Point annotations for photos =

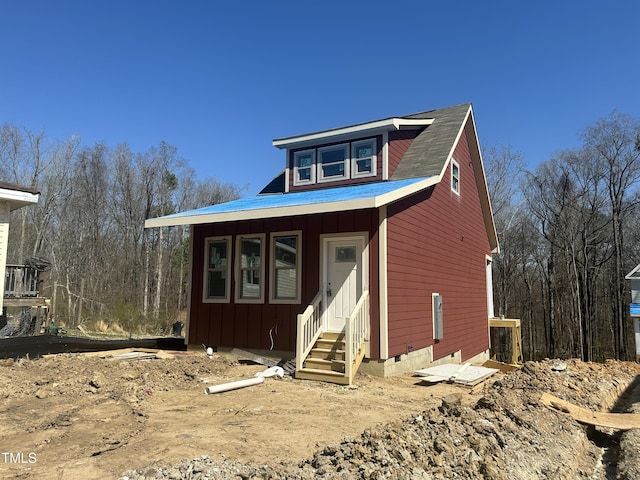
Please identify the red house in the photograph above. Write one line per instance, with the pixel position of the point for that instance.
(371, 249)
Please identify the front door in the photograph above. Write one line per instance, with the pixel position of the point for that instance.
(344, 275)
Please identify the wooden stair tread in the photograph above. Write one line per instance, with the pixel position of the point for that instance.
(326, 360)
(317, 371)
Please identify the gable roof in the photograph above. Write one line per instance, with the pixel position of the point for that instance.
(426, 160)
(430, 151)
(354, 197)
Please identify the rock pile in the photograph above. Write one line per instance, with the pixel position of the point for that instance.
(507, 434)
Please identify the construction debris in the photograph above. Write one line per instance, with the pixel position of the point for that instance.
(467, 374)
(617, 421)
(288, 366)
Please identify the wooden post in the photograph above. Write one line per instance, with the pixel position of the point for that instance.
(516, 342)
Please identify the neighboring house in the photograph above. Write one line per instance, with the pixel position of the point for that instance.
(375, 241)
(12, 197)
(634, 307)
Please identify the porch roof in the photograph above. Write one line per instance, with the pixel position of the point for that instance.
(18, 196)
(354, 197)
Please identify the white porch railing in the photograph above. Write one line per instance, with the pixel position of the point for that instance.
(356, 334)
(309, 329)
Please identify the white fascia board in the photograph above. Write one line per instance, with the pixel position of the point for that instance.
(370, 128)
(293, 210)
(17, 198)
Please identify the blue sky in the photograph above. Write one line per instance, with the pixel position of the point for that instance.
(221, 80)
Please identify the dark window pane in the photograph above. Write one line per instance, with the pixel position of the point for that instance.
(217, 285)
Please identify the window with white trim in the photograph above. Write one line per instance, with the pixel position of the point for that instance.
(455, 177)
(286, 258)
(363, 158)
(304, 167)
(250, 269)
(217, 270)
(332, 163)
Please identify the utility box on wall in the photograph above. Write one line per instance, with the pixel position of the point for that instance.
(438, 328)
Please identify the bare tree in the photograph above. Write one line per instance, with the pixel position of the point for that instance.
(612, 144)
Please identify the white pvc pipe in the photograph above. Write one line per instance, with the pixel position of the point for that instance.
(233, 385)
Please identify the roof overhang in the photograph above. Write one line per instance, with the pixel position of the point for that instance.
(301, 203)
(18, 198)
(370, 128)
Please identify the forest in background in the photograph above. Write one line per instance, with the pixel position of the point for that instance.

Goal =
Every line is to be duplicated exactly, though pictures stay out.

Completed exercise =
Please identify the red house in the photograph above. Write one line per instance, with the pixel position of the point for that instance.
(371, 249)
Please identify the front door in the photograph above. Write one line per instance, with the pixel position of the point for that instance.
(344, 275)
Please identify the wooden stair tread in the photograph above. Write one line per instance, with the pixel position of the point for that instance.
(326, 360)
(317, 371)
Please identify the gable roof in the photograph above. Write one line per instance, with the pixel position of the point for that instance.
(426, 160)
(430, 151)
(354, 197)
Please identify the rock pile in the photograph above. Write one line per instance, with the pixel position of the point for that instance.
(507, 434)
Please identify the construction debris in the photograph above. Write one line per instance, with the pixel position of the point for that instance.
(467, 374)
(617, 421)
(288, 366)
Please identify the wooden post in the photograph above. Write one line per instance, with the pixel position of the point for that instance.
(516, 342)
Please identify the neighboring house in the photograph above. Write one line per instance, with the pixel position of the point for that instance.
(375, 241)
(12, 197)
(634, 307)
Please identify the porch roof in the photograph above. Write one line per instance, with the pixel position of the point for that instance.
(18, 196)
(354, 197)
Please identify the white porch railing in the photograph above. Write one line per instance, with the pixel position of the point for that instance.
(356, 334)
(309, 329)
Please identify the white fascia board in the photograph above. Write one line per instance, with the pixel position of the point for that instance.
(370, 128)
(293, 210)
(17, 198)
Please identify the blue sky in the photograph above. Write one line per instance, with the pixel position of the point for that instance.
(221, 80)
Please identify the dark window pane in the photograph above. Write one line per instance, with the pixel position of the point for that instance.
(217, 285)
Please identify the window with white trim in the photograph above. Write one line per instance, with the pixel position of the point for that instance.
(455, 177)
(286, 258)
(363, 158)
(304, 167)
(250, 269)
(217, 270)
(332, 163)
Please identify the utility box on wall in the photograph above. Write one line per instance, with the pixel position of the point for that instance.
(438, 328)
Please identify the bare tree in the photograph above. Write one line per instance, with the pixel position of the point for that instance.
(612, 144)
Please identify the white pvc pipe in the photograph above. Write one line per instance, with the pixel position of the point for that instance.
(233, 385)
Please identify the roof overhang in the photograph above. Write one line per instance, with the pixel position of the point for that instance.
(301, 203)
(18, 198)
(370, 128)
Please identify the forest in background in the photograph above. Write one line per instance, with the pixel position of the point for that instance.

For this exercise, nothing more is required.